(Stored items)
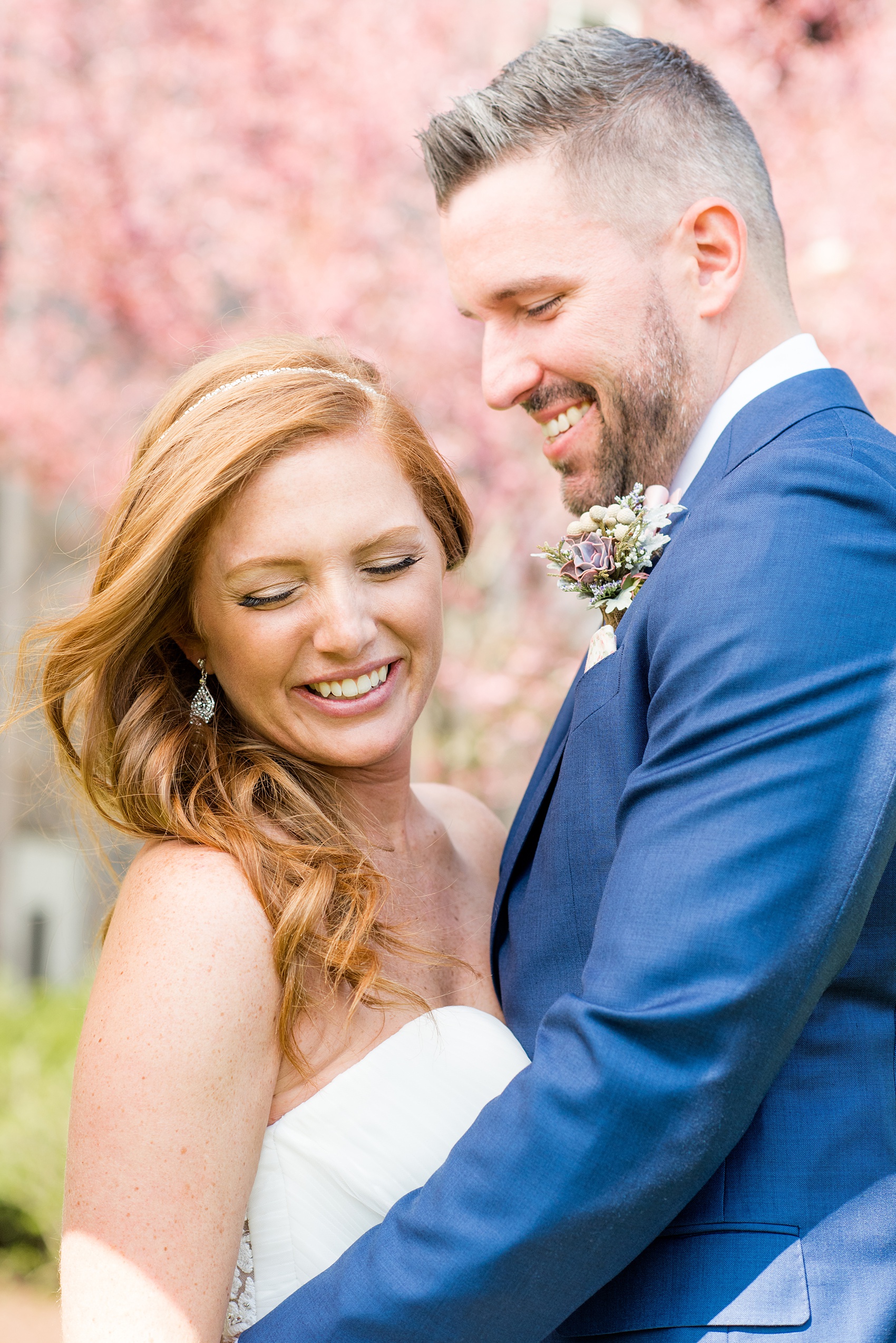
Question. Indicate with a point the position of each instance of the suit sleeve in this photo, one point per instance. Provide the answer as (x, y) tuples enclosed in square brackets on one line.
[(752, 840)]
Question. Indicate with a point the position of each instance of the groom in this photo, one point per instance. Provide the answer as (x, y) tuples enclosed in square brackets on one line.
[(695, 935)]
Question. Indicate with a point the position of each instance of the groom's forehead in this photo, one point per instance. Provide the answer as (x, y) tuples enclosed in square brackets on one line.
[(515, 231)]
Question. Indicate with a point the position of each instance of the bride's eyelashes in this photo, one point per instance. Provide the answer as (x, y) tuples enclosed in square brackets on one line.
[(269, 600), (253, 602), (382, 570)]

PROBLEM DESCRIPTION |
Please write out the lines that run from the one with "of the groom's" to the end of the records, both included, exactly as they appear.

SOLUTION TO THIS PROBLEM |
Question. Indicate with a point the position of each instance of the groom's forehead in this photo, one point per instance. Provide the answer as (x, y) tuples enclosed in square brackets on one line.
[(515, 231)]
Question. Indicate with a point the position of each instance of the bride's eyelashes in this photo, one point per instance. Provide the answer as (x, y) tuples enclosed in square brackets on one line.
[(269, 600), (253, 602), (382, 570)]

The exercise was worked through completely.